++++ INFORMATION SHOWN
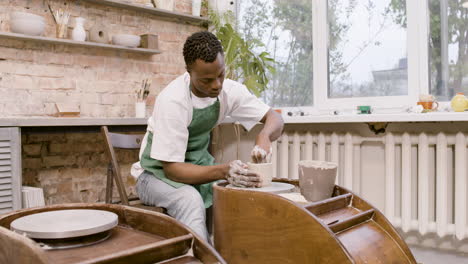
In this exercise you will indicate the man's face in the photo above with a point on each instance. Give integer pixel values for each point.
(207, 78)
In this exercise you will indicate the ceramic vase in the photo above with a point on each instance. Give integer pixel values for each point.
(79, 33)
(459, 103)
(317, 179)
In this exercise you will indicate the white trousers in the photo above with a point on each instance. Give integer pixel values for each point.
(185, 204)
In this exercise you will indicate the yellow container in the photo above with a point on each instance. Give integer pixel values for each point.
(459, 103)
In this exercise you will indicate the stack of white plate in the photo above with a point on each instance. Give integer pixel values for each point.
(32, 196)
(27, 23)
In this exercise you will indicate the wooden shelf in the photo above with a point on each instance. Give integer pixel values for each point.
(154, 11)
(7, 35)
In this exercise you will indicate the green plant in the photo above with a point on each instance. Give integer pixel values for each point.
(243, 63)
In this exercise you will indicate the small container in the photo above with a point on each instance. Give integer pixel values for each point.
(196, 7)
(459, 102)
(140, 109)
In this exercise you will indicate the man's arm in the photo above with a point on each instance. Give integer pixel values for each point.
(271, 131)
(194, 174)
(273, 125)
(235, 172)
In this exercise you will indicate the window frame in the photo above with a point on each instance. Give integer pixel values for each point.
(418, 62)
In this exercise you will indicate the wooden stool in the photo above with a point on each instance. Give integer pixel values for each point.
(258, 227)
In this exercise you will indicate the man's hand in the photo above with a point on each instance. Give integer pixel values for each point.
(261, 153)
(240, 176)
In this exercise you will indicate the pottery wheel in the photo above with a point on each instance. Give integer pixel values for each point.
(63, 224)
(275, 187)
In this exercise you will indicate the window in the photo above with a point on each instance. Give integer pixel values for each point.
(285, 27)
(367, 51)
(448, 43)
(342, 53)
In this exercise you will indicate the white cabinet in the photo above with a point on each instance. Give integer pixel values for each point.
(10, 169)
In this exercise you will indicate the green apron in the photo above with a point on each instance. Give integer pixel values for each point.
(203, 121)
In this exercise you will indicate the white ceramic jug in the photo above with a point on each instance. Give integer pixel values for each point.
(79, 33)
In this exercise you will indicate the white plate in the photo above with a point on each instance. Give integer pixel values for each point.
(65, 223)
(275, 187)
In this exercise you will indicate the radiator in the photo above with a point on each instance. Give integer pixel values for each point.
(440, 203)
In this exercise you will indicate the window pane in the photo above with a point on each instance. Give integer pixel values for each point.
(285, 27)
(448, 45)
(367, 52)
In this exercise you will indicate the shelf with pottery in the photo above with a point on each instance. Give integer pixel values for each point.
(154, 11)
(15, 36)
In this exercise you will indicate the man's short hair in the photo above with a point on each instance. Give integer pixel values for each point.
(201, 45)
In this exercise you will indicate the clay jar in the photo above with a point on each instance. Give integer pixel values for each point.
(265, 170)
(317, 179)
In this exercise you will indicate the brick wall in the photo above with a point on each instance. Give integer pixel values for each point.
(34, 76)
(71, 166)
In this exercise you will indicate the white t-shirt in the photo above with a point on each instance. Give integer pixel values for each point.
(173, 113)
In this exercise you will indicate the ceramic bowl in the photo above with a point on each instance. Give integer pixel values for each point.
(32, 27)
(126, 40)
(24, 15)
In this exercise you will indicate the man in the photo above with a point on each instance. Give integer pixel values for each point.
(179, 170)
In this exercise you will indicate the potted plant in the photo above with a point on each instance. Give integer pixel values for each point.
(243, 63)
++++++++
--- GIVEN REQUEST ---
Reproduce every line of the records above verbatim, omitting the pictures.

--- WORKED SOLUTION ---
In this exercise you will indicate the man's face in the photo above with a point on each instance. Give integer pixel values for each point.
(207, 78)
In this exercise you will indicate the ceramic vase in the photo above with a point on each instance. Give integer pixel values for each point.
(79, 33)
(459, 103)
(317, 179)
In this exercise you will indicate the white trousers in the photo above with a point on each instance. Give integer pixel values for each point.
(185, 204)
In this exercise you will indicate the yellow container in the photo above with a point on each instance. Give integer pixel values for each point.
(459, 103)
In this exercise you will indicate the stack of white plate in the photo above with a point on each instance. Give integer pixel values for each point.
(32, 196)
(27, 23)
In this exercise you will indicate the wooden shelf in the photo above with a point on each instance. Give integer pixel values for each point.
(154, 11)
(7, 35)
In this exercise you will indicate the green plant in the photo above with a point on each instance. Give integer pixel values for each point.
(243, 63)
In this exercise you will indicate the small container in the photo above with a point on each instance. Give integer pixel values for each point.
(196, 7)
(459, 102)
(140, 109)
In this exercise you will indicate the man's arm in the photo above with a point on each instance. Give integer pixel values for each point.
(271, 131)
(194, 174)
(273, 125)
(235, 172)
In this exercise you will indicate the window frame in the photo above with a point on each instance. Give integer pixel values for each point.
(418, 62)
In this exercise you will indicate the wooden stool in the photo above with a point on each instance. Give integer pixel values for each point.
(258, 227)
In this exercise you will indicate the man's hand in the photo above with a point on each instance. Give integer pixel values for each point.
(261, 153)
(240, 176)
In this exercise you will indicate the pottery wheel in the photo above with a point on each instance. Give integer pixel values for each point.
(63, 224)
(275, 187)
In this exercise you will indicate the window in the photo above with a point on each instance. Give integer pixel values for each point.
(285, 27)
(367, 51)
(448, 43)
(342, 53)
In this exercise you will indicate the white cabinet in the photo above with a point on each instance. Give integer pixel values for each point.
(10, 169)
In this exercise you will indicate the green apron in the photo above with a point on each instance. Give integer pixel values for each point.
(203, 121)
In this exercise you will indicate the white ceramic jug in the photo above with a point on each instance. Give integer pixel values for each point.
(79, 33)
In this exercise you will indicate the white plate in the photo above with a point on each instance. Give integer pixel values for each point.
(65, 223)
(275, 187)
In this exercise you will indicate the radiator in the photo above with a point on each instance. Give integer pixel values for each point.
(440, 203)
In this exercise you will indicate the window pane in the photo above with a point on each instance. Give integer pixel values for each point.
(285, 27)
(448, 45)
(367, 52)
In this exercise you will indicate the shelf with pottery in the photo above with a point on each instance. Give integer pixel values for each point.
(154, 11)
(15, 36)
In this exercise you will indicate the man's short hair in the photo above with a point on each instance. Give integer pixel values for each point.
(201, 45)
In this exercise you will indicate the clay jar in the photo above with a point on each instance. Give integer pixel values for each point.
(265, 170)
(317, 179)
In this exercise you will indicate the brick wall in the photo above with a point on each instance. Give integer pixel values for each point.
(34, 76)
(71, 166)
In this exercise you will indicate the white t-shirt in the photo above with a point on each instance. Give integer pixel values for each point.
(173, 113)
In this exercise you will indicate the ceramic bowl in the photo above with a point on each instance. Give integer pixel values for each point.
(32, 27)
(126, 40)
(24, 15)
In this exercise you will indicate the man in the photo above with a point on each instance. Give integer pixel values for each point.
(179, 170)
In this exercise you will indicate the potted plant in the photo above with a point on each instance. Give integer pixel values for each point.
(243, 63)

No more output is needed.